Segment Start: Material to process

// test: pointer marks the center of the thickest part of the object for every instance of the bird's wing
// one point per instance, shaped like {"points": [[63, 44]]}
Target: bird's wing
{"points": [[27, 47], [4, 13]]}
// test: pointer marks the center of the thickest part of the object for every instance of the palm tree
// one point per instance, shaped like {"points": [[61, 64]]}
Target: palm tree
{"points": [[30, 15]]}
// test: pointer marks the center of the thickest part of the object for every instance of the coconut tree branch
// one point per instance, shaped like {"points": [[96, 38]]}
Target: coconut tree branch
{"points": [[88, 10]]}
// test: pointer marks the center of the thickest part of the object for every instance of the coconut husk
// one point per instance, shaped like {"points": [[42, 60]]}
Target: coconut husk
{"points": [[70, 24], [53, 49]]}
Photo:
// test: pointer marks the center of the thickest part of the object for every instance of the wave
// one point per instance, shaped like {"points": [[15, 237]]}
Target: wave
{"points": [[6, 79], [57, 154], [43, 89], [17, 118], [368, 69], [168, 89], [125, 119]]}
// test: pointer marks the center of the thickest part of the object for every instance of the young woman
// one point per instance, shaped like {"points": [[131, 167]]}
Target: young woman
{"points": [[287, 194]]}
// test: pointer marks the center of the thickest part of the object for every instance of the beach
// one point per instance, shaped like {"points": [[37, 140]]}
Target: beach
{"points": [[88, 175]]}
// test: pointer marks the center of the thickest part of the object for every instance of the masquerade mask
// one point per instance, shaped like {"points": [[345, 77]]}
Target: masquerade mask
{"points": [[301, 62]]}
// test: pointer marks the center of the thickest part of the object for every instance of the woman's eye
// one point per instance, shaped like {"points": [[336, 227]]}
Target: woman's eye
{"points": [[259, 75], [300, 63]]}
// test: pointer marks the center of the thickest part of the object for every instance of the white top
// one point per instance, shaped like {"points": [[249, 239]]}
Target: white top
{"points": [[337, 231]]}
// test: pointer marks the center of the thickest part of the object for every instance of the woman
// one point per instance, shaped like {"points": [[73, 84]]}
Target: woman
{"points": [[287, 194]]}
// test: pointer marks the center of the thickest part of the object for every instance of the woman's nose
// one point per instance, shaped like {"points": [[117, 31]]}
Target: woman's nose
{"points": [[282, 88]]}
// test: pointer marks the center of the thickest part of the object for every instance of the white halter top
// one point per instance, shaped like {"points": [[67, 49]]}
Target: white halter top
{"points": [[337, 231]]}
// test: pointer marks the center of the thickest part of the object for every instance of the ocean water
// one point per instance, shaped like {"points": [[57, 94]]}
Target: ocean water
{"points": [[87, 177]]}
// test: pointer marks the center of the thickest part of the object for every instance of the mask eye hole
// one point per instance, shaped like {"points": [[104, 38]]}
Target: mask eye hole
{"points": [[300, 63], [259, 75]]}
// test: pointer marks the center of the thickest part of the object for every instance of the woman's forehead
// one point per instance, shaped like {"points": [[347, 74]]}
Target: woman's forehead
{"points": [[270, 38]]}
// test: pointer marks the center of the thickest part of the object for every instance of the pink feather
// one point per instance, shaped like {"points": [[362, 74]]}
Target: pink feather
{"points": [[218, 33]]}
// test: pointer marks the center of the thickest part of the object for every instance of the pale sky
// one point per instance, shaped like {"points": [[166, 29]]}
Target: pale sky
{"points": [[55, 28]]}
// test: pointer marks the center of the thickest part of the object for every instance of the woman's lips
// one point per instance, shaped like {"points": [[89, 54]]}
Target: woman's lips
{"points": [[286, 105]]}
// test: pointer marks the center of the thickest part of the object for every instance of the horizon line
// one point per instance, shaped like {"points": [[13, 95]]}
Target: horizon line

Segment End: Material to process

*Exercise directions:*
Word for word, copy out the records.

*Expected answer:*
// test: pointer marks the center of the thickest part of the object for every instance of the bird's wing
// one point per instance, shaped like {"points": [[63, 44]]}
Target: bird's wing
{"points": [[27, 47], [4, 13]]}
// test: pointer marks the center of the thickest part of the object for every instance of the palm tree
// one point per instance, shaped like {"points": [[61, 64]]}
Target: palm tree
{"points": [[30, 15]]}
// test: pointer marks the center of the thickest part of the object for every instance of the coconut tree branch
// one point per instance, shaped like {"points": [[96, 38]]}
Target: coconut tree branch
{"points": [[88, 10]]}
// test: pointer marks the center of the thickest part of the object for every instance of the coconut husk
// one point per instance, shaped like {"points": [[42, 60]]}
Target: coconut husk
{"points": [[70, 24], [53, 49]]}
Photo:
// test: pointer marks the center of the thickest part of the object for every instance of the wave
// one point per instance, shaped like {"points": [[15, 237]]}
Target: wave
{"points": [[6, 79], [57, 154], [43, 89], [17, 118], [368, 69], [168, 89], [125, 119]]}
// test: pointer marks the center of the thickest part of the object for every instance of the young woman
// one point per instance, shaped like {"points": [[131, 167]]}
Target: young woman
{"points": [[287, 194]]}
// test: pointer marks the center of the thickest part of the object for every instance of the beach
// one point per instance, shaped like {"points": [[37, 140]]}
Target: beach
{"points": [[88, 175]]}
// test: pointer marks the center of the thickest part of the object for every instance of the masquerade mask
// one point per instance, shaped like {"points": [[345, 77]]}
Target: masquerade mask
{"points": [[301, 62]]}
// test: pointer marks the center of the thickest part of the object for every instance of the woman's eye
// one point per instance, shaped like {"points": [[336, 227]]}
Target: woman's eye
{"points": [[259, 75], [300, 63]]}
// test: pointer marks the center of the thickest part of the object for every instance of the white top
// one point per instance, shaped like {"points": [[249, 239]]}
Target: white top
{"points": [[337, 231]]}
// test: pointer marks the center of the thickest part of the object for every instance of the woman
// one point per instance, shaped like {"points": [[73, 84]]}
Target: woman
{"points": [[287, 194]]}
// test: pointer marks the center of the thickest part of the object for every instance of the woman's nose
// one point per instance, shaped like {"points": [[117, 31]]}
Target: woman's nose
{"points": [[282, 88]]}
// test: pointer marks the center of the thickest part of the object for every instance of the white halter top
// one point per instance, shaped like {"points": [[67, 49]]}
Target: white halter top
{"points": [[337, 231]]}
// test: pointer marks the center of the thickest part of the object for every instance of the ocean water
// one point per instance, shaped like {"points": [[57, 94]]}
Target: ocean water
{"points": [[87, 177]]}
// test: pointer marks the center of the thickest part of the object for every instance of the mask eye hole
// one point per instance, shaped like {"points": [[104, 38]]}
Target: mask eye hole
{"points": [[300, 63], [259, 75]]}
// test: pointer marks the center of the thickest part of the object for every instance of the woman's forehead
// one point per instance, shaped like {"points": [[347, 74]]}
Target: woman's forehead
{"points": [[270, 38]]}
// test: pointer marks the center of the thickest part of the object for every instance of the pink feather
// one point per instance, shaped like {"points": [[362, 74]]}
Target: pink feather
{"points": [[218, 33]]}
// test: pointer marks the center of the thickest part of the object for every instance of the pale sky
// one point per instance, shaped like {"points": [[166, 29]]}
Target: pale sky
{"points": [[55, 28]]}
// test: pointer marks the center of the thickest part of the object for every instance of the woman's lips
// one point per instance, shaped like {"points": [[89, 54]]}
Target: woman's lips
{"points": [[286, 105]]}
// test: pointer marks the center of the thickest part of the object for every instance of the horizon line
// one point per instance, shaped like {"points": [[13, 95]]}
Target: horizon line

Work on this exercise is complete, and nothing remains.